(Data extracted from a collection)
--*--

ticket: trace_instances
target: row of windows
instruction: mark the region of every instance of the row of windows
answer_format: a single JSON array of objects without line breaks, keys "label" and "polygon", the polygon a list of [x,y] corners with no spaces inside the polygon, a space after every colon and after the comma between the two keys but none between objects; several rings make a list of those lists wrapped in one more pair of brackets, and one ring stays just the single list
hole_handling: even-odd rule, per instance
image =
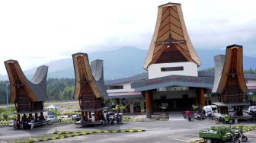
[{"label": "row of windows", "polygon": [[123,85],[107,86],[107,90],[123,89]]},{"label": "row of windows", "polygon": [[161,72],[183,71],[183,70],[184,70],[184,67],[183,66],[161,68]]}]

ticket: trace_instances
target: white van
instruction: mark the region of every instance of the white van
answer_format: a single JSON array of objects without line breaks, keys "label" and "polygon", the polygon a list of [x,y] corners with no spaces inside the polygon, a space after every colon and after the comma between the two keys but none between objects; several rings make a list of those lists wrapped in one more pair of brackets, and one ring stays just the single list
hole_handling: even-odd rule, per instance
[{"label": "white van", "polygon": [[208,116],[208,113],[211,112],[212,113],[217,113],[217,106],[216,105],[207,105],[204,106],[203,108],[203,113],[206,116]]}]

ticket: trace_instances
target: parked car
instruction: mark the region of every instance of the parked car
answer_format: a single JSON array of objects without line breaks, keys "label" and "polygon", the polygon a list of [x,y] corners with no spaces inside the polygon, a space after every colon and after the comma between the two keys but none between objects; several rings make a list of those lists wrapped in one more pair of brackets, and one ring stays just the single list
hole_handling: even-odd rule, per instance
[{"label": "parked car", "polygon": [[80,121],[82,119],[81,115],[72,115],[72,120],[73,121]]},{"label": "parked car", "polygon": [[56,118],[54,117],[53,115],[45,116],[44,118],[46,120],[50,120],[51,122],[61,122],[60,118]]}]

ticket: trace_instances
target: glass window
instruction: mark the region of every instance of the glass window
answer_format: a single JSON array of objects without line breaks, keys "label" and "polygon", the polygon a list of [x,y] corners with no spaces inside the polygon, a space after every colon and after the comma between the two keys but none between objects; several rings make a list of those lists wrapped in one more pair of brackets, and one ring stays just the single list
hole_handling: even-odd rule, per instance
[{"label": "glass window", "polygon": [[123,89],[123,85],[114,85],[107,87],[107,90]]},{"label": "glass window", "polygon": [[183,66],[161,68],[161,72],[183,71],[183,70],[184,70]]}]

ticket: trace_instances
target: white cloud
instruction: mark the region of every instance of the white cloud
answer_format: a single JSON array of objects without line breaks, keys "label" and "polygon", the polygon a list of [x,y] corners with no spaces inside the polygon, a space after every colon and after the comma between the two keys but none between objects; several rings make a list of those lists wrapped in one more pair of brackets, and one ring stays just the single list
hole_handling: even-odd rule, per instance
[{"label": "white cloud", "polygon": [[[79,51],[148,49],[157,7],[168,2],[1,1],[0,62],[17,59],[28,69]],[[254,41],[255,2],[239,2],[172,1],[181,2],[192,43],[203,49]],[[5,73],[3,64],[0,73]]]}]

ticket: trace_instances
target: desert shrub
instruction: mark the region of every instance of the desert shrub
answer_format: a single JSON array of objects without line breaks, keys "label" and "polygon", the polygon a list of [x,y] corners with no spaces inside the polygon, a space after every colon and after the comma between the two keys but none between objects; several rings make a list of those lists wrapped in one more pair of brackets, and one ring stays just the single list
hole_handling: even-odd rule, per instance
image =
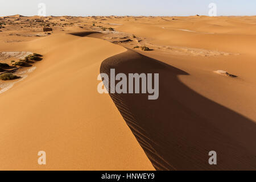
[{"label": "desert shrub", "polygon": [[109,27],[109,29],[110,31],[114,31],[115,30],[114,28],[113,28],[112,27]]},{"label": "desert shrub", "polygon": [[146,47],[146,46],[144,46],[141,47],[141,49],[142,49],[142,51],[150,51],[150,49],[148,47]]},{"label": "desert shrub", "polygon": [[39,53],[33,53],[33,55],[37,57],[43,57],[42,55],[39,55]]},{"label": "desert shrub", "polygon": [[5,73],[0,75],[0,79],[2,80],[11,80],[20,78],[19,76],[9,73]]},{"label": "desert shrub", "polygon": [[9,66],[9,65],[8,64],[0,63],[0,68],[9,68],[9,67],[10,67],[10,66]]}]

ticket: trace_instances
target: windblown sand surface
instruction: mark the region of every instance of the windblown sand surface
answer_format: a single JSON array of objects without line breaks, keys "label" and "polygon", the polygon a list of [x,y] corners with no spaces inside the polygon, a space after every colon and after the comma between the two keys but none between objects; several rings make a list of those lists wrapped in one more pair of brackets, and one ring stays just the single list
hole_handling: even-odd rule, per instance
[{"label": "windblown sand surface", "polygon": [[[0,89],[0,169],[256,169],[255,20],[2,17],[0,62],[44,59]],[[159,99],[100,94],[110,68],[159,73]]]}]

--*--

Change "trace_instances" to "outline_instances" throughout the rows above, and reproduce all of them with nothing else altered. Leave the pictures out of your answer.

#### Written answer:
ticket: outline_instances
target: row of windows
instruction: mark the region of every instance of the row of windows
answer_format: a single JSON array of objects without line breaks, keys "label" and "polygon", the polygon a list of [x,y] corners with no spaces inside the polygon, a space after every colon and after the comma between the two keys but none between objects; several rings make a list of those lists wrapped in one more pair of brackets, and one ring stays just the single list
hole_handling: even-odd rule, per instance
image =
[{"label": "row of windows", "polygon": [[123,85],[107,86],[107,90],[123,89]]},{"label": "row of windows", "polygon": [[161,72],[183,71],[183,70],[184,70],[184,67],[183,66],[161,68]]}]

ticket: outline_instances
target: white van
instruction: mark the region of every instance of the white van
answer_format: a single JSON array of objects without line breaks, keys "label" and "polygon", the polygon a list of [x,y] corners with no spaces inside the polygon, a space after every colon and after the comma between the two keys but none between objects; several rings make a list of those lists wrapped in one more pair of brackets, and one ring stays just the single list
hole_handling: even-odd rule, per instance
[{"label": "white van", "polygon": [[208,116],[208,113],[211,112],[212,113],[217,113],[217,106],[216,105],[207,105],[204,106],[203,108],[203,113],[206,116]]}]

ticket: outline_instances
target: parked car
instruction: mark the region of every instance of the parked car
answer_format: a single JSON array of objects without line breaks, keys "label" and "polygon", the polygon a list of [x,y] corners with no spaces inside the polygon, a space after every colon and after the comma between the two keys but none between objects; several rings make a list of those lists wrapped in one more pair of brackets, and one ring stays just the single list
hole_handling: even-odd rule, per instance
[{"label": "parked car", "polygon": [[80,121],[82,119],[81,115],[72,115],[72,120],[73,121]]},{"label": "parked car", "polygon": [[56,118],[54,117],[53,115],[45,116],[44,118],[46,120],[50,120],[51,122],[61,122],[60,118]]}]

ticket: outline_instances
target: glass window
instruction: mark the region of every instance of the glass window
answer_format: a single JSON array of objects without line breaks, keys "label" and "polygon", the polygon a list of [x,y] corners with no spaces inside the polygon, a space after every colon and after the comma between the two keys but none between objects; several rings make a list of those lists wrapped in one more pair of brackets, and one ring stays just the single list
hole_handling: even-odd rule, per instance
[{"label": "glass window", "polygon": [[123,89],[123,85],[114,85],[107,87],[107,90]]},{"label": "glass window", "polygon": [[183,66],[161,68],[161,72],[183,71],[183,70],[184,70]]}]

ticket: outline_instances
target: white cloud
instruction: mark the region of every instance of the white cloud
answer_format: a single JSON array of objects without line breaks, keys "label" and "polygon", the polygon a list of [x,y] corners with no spaces inside the polygon, a space after every colon and after the comma between the two keys but none between objects; several rings make a list of those lists wrapped in one more pair of brackets, and one ring stays just the single list
hole_handling: even-odd rule, per instance
[{"label": "white cloud", "polygon": [[[79,51],[148,49],[157,7],[168,2],[1,1],[0,62],[17,59],[28,69]],[[254,41],[255,2],[239,2],[172,1],[181,2],[192,43],[203,49]],[[5,73],[3,64],[0,73]]]}]

ticket: outline_instances
target: desert shrub
instruction: mark the region of every instance of the desert shrub
answer_format: a single JSON array of objects without line breaks, keys "label" and "polygon", the polygon a list of [x,y] corners with no spaces inside the polygon, a space after every colon and after the comma between the two keys but none between objects; several rings make a list of those lists wrapped in one more pair of brackets, and one ring stays just the single list
hole_handling: even-odd rule, per instance
image =
[{"label": "desert shrub", "polygon": [[109,27],[109,29],[110,31],[114,31],[115,30],[114,28],[113,28],[112,27]]},{"label": "desert shrub", "polygon": [[146,47],[146,46],[144,46],[141,47],[141,49],[142,49],[142,51],[150,51],[150,49],[148,47]]},{"label": "desert shrub", "polygon": [[39,53],[33,53],[33,55],[37,57],[43,57],[42,55],[39,55]]},{"label": "desert shrub", "polygon": [[5,73],[0,75],[0,79],[2,80],[11,80],[20,78],[19,76],[9,73]]},{"label": "desert shrub", "polygon": [[9,66],[9,65],[8,64],[0,63],[0,68],[9,68],[9,67],[10,67],[10,66]]}]

ticket: outline_instances
target: windblown sand surface
instruction: mark the region of every instance of the windblown sand surface
answer_format: a single JSON array of objects without line breaks, keys "label" and "polygon", the polygon a list of [x,y] corners with no spaces inside the polygon, a space after every colon and after the comma between the two keys but none between objects; several rings make a list of those lists wrapped in one more pair of brackets, and one ring stays just the single list
hole_handling: even-odd rule, per instance
[{"label": "windblown sand surface", "polygon": [[[0,89],[0,169],[256,169],[255,20],[2,17],[0,62],[44,59]],[[159,99],[100,94],[110,68],[159,73]]]}]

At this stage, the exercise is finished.